| Task brief |
Reproduce the following lines verbatim.

┌─ Recorded information

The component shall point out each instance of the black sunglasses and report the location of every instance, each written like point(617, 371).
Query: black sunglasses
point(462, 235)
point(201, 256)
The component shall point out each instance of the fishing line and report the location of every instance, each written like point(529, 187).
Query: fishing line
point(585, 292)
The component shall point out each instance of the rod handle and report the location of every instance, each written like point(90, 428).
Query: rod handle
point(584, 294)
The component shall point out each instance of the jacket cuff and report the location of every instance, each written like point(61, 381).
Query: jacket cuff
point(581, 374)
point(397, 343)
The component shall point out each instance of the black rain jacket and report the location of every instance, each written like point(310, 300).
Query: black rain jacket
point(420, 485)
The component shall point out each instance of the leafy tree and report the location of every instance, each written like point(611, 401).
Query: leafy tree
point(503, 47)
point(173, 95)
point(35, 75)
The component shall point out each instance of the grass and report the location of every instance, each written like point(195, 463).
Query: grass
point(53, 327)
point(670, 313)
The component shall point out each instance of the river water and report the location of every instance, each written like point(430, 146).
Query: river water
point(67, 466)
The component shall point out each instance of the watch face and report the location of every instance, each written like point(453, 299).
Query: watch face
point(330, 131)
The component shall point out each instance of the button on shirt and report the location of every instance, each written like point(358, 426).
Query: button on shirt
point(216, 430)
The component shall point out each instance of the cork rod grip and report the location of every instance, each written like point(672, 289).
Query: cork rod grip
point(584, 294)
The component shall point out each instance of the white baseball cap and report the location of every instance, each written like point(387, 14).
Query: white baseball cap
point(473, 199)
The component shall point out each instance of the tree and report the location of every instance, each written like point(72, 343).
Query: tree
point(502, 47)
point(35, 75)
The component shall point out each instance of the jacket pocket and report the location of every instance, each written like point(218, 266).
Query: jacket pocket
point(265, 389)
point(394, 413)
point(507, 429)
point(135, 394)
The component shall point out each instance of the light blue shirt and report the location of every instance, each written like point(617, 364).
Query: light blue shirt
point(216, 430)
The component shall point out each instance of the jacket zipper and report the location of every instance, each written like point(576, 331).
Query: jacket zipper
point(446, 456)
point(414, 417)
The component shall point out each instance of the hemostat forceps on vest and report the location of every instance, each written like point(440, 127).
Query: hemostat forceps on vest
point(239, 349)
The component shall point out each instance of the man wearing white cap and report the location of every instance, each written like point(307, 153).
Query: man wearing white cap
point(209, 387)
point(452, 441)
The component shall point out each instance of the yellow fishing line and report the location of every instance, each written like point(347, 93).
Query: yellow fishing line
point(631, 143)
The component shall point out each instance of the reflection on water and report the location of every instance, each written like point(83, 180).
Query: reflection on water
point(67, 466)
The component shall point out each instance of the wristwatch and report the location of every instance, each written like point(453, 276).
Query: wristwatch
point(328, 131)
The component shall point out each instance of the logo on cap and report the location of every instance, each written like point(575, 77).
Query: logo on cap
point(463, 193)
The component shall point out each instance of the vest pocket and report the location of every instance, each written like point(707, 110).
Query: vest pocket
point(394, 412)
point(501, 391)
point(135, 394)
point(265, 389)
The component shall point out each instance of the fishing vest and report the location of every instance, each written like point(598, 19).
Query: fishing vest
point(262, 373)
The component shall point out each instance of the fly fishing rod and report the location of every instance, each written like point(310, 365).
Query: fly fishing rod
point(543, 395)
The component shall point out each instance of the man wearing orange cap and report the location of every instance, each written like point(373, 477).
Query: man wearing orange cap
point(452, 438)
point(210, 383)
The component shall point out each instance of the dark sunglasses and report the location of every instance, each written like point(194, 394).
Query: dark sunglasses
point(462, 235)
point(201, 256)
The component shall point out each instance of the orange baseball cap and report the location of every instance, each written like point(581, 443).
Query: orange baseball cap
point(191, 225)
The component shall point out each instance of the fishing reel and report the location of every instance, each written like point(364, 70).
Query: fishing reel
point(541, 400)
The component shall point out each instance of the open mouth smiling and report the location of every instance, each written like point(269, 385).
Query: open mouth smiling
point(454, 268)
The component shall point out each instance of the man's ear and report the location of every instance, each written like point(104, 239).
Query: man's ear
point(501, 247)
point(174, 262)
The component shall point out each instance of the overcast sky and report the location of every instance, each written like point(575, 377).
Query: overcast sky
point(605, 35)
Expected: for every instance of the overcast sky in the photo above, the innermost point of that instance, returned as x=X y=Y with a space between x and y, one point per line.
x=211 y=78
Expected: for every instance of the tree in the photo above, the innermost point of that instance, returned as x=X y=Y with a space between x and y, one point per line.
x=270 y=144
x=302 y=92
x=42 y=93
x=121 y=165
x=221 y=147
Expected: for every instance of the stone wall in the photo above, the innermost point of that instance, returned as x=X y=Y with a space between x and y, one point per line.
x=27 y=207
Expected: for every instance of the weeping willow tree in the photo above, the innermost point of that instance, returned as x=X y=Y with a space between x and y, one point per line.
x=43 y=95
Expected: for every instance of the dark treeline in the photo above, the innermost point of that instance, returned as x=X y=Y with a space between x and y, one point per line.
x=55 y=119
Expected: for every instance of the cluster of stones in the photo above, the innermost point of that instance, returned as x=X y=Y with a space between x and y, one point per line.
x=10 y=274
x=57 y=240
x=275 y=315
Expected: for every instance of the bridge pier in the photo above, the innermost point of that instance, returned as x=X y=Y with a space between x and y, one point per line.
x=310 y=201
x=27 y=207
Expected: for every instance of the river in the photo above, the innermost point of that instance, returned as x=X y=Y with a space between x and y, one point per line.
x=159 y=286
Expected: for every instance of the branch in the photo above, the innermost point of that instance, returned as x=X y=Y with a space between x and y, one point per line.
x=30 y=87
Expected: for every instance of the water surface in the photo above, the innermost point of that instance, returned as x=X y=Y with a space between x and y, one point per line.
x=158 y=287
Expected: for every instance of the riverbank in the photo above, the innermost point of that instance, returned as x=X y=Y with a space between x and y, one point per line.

└─

| Answer to this task |
The component shall point out each instance of the black sunglasses and report the location of every instance, each written like point(617, 371).
Query: black sunglasses
point(462, 235)
point(201, 256)
The component shall point out each instance of the fishing line and report the location of every instance, each written like point(529, 187).
Query: fishing line
point(585, 292)
The component shall point out each instance of the rod handle and report the location of every instance, each written like point(90, 428).
Query: rod handle
point(584, 294)
The component shall point out each instance of the jacket cuff and report the location of every instance, each written like point(61, 381).
Query: jacket cuff
point(581, 374)
point(397, 343)
The component shall point out each instance of the black rain jacket and report the location of every instance, each written like point(310, 300).
Query: black rain jacket
point(420, 485)
The component shall point out each instance of the leafy tree and report the location of every instance, each written like point(611, 401).
Query: leafy tree
point(503, 47)
point(173, 95)
point(35, 75)
The component shall point out each instance of the grass and report the location of every instance, each written like point(195, 463).
Query: grass
point(53, 327)
point(670, 313)
The component shall point out each instance of the river water and report the location of every instance, each written like point(430, 146).
Query: river water
point(67, 466)
The component shall point out each instance of the watch face and report the location of every instance, each written like point(453, 299).
Query: watch face
point(330, 131)
The component shall point out each instance of the button on shirt and report the location of every instance, each written like point(358, 426).
Query: button on shirt
point(216, 430)
The component shall point out each instance of the cork rod grip and report the location of every instance, each written like point(672, 289).
Query: cork rod grip
point(584, 294)
The component shall point out each instance of the white baseball cap and report the location of every instance, each written like point(387, 14).
Query: white baseball cap
point(473, 199)
The component shall point out each instance of the tree and report the location of every instance, each written like point(72, 343).
Query: tree
point(502, 47)
point(35, 75)
The component shall point out each instance of the jacket pocket and report the location of every instance, each written like point(218, 266).
Query: jacket pocket
point(265, 389)
point(394, 413)
point(507, 429)
point(135, 394)
The component shall point out each instance of the light blue shirt and report the location of every instance, each written like point(617, 364).
Query: light blue shirt
point(216, 430)
The component shall point out each instance of the jacket zipper and report the location of every instance, each written like point(576, 331).
Query: jacket zipper
point(446, 456)
point(414, 417)
The component shall point out each instance of the hemostat forceps on vest and report the location of every instance, each written like point(440, 127).
Query: hemostat forceps on vest
point(239, 349)
The component shall point out each instance of the man wearing white cap and report the location of every instance, each written like point(307, 153).
Query: man wearing white cap
point(209, 387)
point(452, 441)
The component shall point out each instance of the yellow fishing line and report the location of every instance, each written like point(347, 93).
Query: yellow fishing line
point(631, 143)
The component shall point out each instance of the reflection on water and report the location of every instance, each written like point(83, 180).
Query: reflection on water
point(67, 466)
The component shall point out each instance of the wristwatch and report the location of every instance, each written like point(453, 276).
Query: wristwatch
point(328, 131)
The component shall point out each instance of the logo on cap and report the location of every instance, each written like point(575, 77).
Query: logo on cap
point(463, 193)
The component shall point out each instance of the vest pocket and report the location of every instance, each written like point(707, 110).
Query: vest pocket
point(394, 412)
point(501, 391)
point(135, 394)
point(265, 389)
The component shall point out each instance of the fishing vest and report the location of every instance, each written like point(598, 19).
Query: fishing vest
point(262, 373)
The component shall point out each instance of the fly fishing rod and report the location of every instance, each written like point(310, 365).
Query: fly fishing rod
point(543, 395)
The component shall point out each instance of the man wearing orange cap and report the location of every instance, each written like point(373, 477).
Query: man wearing orange cap
point(452, 438)
point(210, 383)
The component shall point out each instance of the dark sunglasses and report the location of every instance, each written like point(194, 394).
Query: dark sunglasses
point(462, 235)
point(201, 256)
The component shall point out each instance of the orange baseball cap and report the location of every instance, each written like point(581, 443).
Query: orange baseball cap
point(191, 225)
The component shall point out each instance of the fishing reel and report the location of every instance, each written like point(364, 70).
Query: fishing reel
point(541, 400)
The component shall point out each instance of the open mouth smiling and report the location of every instance, each written like point(269, 385).
Query: open mouth smiling
point(454, 268)
The component shall point out each instance of the man's ear and report the location of every instance, each written like point(104, 239).
Query: man's ear
point(501, 247)
point(174, 262)
The component shall point out each instance of the overcast sky and report the location of every instance, each written like point(575, 377).
Query: overcast sky
point(605, 35)
Expected: for every instance of the overcast sky in the photo above, the innermost point of that instance, returned as x=X y=Y with a space between x and y, one point per line.
x=211 y=78
Expected: for every instance of the tree in the photo above, the innermost point of that instance, returned as x=X y=Y with a space between x and y, one point per line.
x=270 y=144
x=302 y=92
x=42 y=93
x=121 y=165
x=221 y=147
Expected: for every instance of the stone wall in the photo above, the innermost point of that instance, returned as x=X y=Y with a space between x and y, one point per line.
x=27 y=207
Expected: for every instance of the weeping willow tree in the photo above, the innermost point of that instance, returned as x=X y=Y with a space between x and y, one point per line.
x=43 y=95
Expected: for every instance of the dark treeline in the photo above, the innermost point of that instance, returned as x=X y=Y with a space between x and y, one point per line.
x=55 y=119
Expected: for every instance of the cluster of stones in the photo above, the innermost point of that instance, returned as x=X y=Y with a space between x and y, one point per line.
x=10 y=274
x=57 y=240
x=275 y=315
Expected: for every instance of the bridge pier in the photo above, the innermost point of that instance, returned as x=X y=Y with a space between x and y, one point per line.
x=310 y=201
x=27 y=207
Expected: for every instance of the river in the photo above, the innermost point of that instance, returned as x=X y=Y with a space between x and y, one point per line.
x=159 y=286
Expected: for every instance of the branch in the photo above, the innermost point of that instance, returned as x=X y=Y with a space between x and y, one point per line.
x=30 y=87
Expected: for every instance of the water surface in the photo above, the innermost point of that instance, returned as x=X y=Y with a space between x and y, one point per line.
x=158 y=287
Expected: for every instance of the riverbank in the photo above, the innermost point of that instance, returned as x=X y=Y with a space between x and y, one point per line.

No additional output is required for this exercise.